───── MATERIAL FOR THIS EXERCISE ─────

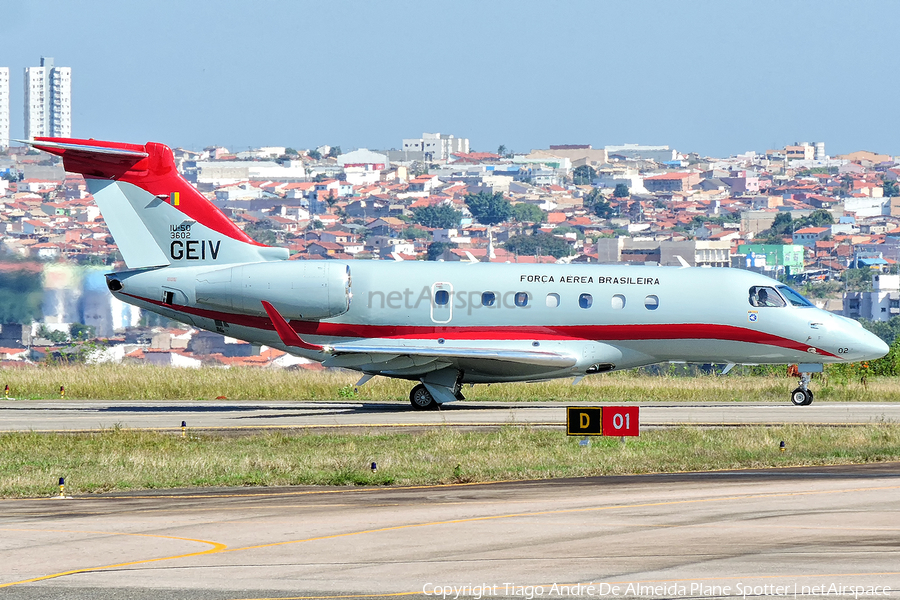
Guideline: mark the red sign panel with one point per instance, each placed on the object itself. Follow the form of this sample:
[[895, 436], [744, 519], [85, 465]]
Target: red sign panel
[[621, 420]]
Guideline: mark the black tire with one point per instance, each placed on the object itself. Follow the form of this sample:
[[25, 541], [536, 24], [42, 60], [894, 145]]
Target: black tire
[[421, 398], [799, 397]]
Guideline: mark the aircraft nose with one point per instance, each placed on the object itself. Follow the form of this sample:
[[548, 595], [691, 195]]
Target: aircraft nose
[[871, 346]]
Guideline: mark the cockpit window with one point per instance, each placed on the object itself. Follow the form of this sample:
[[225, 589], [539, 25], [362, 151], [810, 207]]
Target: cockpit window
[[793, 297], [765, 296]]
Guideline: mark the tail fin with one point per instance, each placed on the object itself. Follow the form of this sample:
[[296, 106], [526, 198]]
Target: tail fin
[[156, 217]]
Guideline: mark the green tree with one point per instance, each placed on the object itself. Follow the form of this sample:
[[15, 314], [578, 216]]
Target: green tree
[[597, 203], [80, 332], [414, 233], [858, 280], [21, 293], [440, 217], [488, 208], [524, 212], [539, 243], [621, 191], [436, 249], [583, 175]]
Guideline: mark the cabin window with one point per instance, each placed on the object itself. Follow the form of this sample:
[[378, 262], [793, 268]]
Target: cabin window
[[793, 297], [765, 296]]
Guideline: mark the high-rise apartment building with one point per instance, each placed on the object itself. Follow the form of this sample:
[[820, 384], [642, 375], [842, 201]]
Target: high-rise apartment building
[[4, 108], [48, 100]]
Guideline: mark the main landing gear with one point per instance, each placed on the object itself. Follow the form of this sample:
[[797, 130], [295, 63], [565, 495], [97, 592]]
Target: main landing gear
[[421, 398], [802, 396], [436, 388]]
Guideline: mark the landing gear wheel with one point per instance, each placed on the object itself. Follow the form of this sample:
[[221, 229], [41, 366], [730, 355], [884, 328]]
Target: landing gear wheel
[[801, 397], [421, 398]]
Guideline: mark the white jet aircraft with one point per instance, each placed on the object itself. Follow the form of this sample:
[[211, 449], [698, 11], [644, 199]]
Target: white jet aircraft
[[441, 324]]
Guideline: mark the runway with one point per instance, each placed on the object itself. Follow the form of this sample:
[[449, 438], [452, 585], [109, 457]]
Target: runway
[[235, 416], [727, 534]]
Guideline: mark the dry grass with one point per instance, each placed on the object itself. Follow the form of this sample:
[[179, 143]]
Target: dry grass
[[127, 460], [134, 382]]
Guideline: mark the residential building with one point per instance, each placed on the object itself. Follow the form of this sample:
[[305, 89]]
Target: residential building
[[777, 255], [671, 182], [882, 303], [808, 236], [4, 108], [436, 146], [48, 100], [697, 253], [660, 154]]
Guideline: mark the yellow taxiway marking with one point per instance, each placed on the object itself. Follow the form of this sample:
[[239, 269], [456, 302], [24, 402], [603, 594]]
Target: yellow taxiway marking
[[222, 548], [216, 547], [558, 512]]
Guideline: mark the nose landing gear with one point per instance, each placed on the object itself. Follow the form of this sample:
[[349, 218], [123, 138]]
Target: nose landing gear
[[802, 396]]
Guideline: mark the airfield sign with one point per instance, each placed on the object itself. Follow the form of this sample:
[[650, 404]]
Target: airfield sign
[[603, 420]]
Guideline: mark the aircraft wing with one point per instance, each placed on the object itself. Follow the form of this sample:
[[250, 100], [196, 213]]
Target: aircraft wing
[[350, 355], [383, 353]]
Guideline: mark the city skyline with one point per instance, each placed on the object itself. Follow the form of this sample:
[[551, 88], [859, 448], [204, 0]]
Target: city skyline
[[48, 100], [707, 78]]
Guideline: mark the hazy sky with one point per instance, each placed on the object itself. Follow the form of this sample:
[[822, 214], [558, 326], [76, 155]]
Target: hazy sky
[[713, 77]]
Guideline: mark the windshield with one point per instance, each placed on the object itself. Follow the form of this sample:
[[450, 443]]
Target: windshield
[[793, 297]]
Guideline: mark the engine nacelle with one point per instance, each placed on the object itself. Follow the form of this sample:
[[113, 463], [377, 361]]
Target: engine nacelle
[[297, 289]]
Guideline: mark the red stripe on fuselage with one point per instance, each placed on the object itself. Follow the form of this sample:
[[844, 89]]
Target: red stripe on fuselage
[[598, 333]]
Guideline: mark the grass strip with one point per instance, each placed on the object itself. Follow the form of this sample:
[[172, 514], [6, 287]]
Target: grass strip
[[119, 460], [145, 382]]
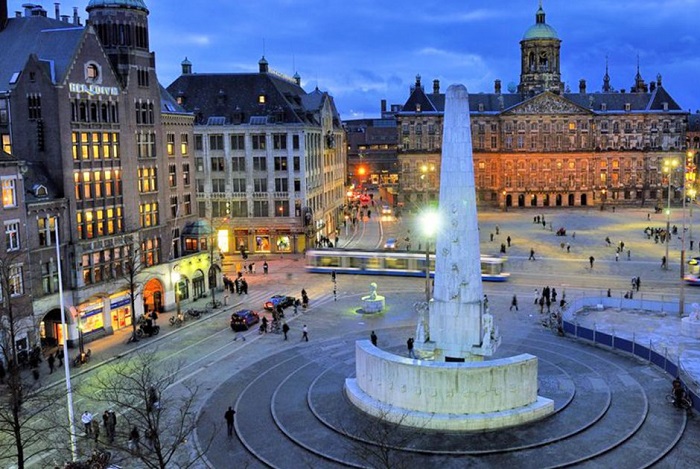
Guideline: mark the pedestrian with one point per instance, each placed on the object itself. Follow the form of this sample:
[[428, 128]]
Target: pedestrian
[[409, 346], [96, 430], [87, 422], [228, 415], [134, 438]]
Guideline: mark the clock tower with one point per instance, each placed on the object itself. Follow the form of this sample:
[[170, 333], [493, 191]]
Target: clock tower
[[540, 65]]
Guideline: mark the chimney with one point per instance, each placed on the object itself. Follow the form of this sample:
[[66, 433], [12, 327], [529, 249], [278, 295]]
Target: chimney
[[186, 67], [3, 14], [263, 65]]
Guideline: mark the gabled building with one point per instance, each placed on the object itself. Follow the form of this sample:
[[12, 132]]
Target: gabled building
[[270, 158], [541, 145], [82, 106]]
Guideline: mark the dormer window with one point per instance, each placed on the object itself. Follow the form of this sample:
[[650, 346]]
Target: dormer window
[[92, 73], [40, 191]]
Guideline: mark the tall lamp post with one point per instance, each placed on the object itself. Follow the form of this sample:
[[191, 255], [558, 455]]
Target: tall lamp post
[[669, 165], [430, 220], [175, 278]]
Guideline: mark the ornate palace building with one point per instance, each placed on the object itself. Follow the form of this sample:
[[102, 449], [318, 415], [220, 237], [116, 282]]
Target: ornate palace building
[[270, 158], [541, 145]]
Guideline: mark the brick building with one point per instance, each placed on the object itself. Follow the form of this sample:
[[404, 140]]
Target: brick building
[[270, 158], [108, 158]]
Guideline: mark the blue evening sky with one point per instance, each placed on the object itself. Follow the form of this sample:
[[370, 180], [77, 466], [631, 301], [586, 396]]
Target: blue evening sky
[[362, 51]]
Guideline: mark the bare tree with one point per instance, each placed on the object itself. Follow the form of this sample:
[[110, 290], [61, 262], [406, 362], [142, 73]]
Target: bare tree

─────

• _WHAT YOU ARE ASKED TO DO_: Rewrite the rows from the line containing "Guideline: mark the chimney" through the line containing "[[270, 158], [108, 158]]", both included. Swap "one point per instance" for "a single point for each instance" and leave everything else unchanged.

• _EXERCISE RESULT_:
Guideline: mark the chimney with a single point for each instance, each placed on the object itself. Follow the form of this sample:
[[66, 433], [12, 327], [529, 249], [278, 295]]
Target: chimney
[[186, 67], [3, 14], [263, 65]]
Guideline: mark the gabled building with a single point for each instance, each placed on the object itself. Follow the form of this sample:
[[12, 132]]
Target: gabled building
[[270, 158], [541, 145], [82, 106]]
Guideline: mark the dormer window with a single point for each instance, each placed on the object itself. Follow the form of this sample:
[[650, 346]]
Target: dormer window
[[92, 73], [40, 191]]
Guideline: mark the tall lamp post with a single point for each instance, each placed on the object itself. Follow the form of this sample:
[[191, 255], [558, 455]]
Target: tall lamp post
[[669, 165], [430, 220], [175, 278]]
Guideline: mark the ornate palace building with a single point for each instance, each placed on the object itself. Follow the form of this sample:
[[102, 449], [318, 415], [220, 237], [116, 282]]
Target: ornate palace building
[[270, 158], [541, 145]]
Guideline: mark the brick building with a single point for each instance, each placed on the object itself. Follow the form of this sample:
[[404, 140]]
Target: brick building
[[270, 158], [108, 158]]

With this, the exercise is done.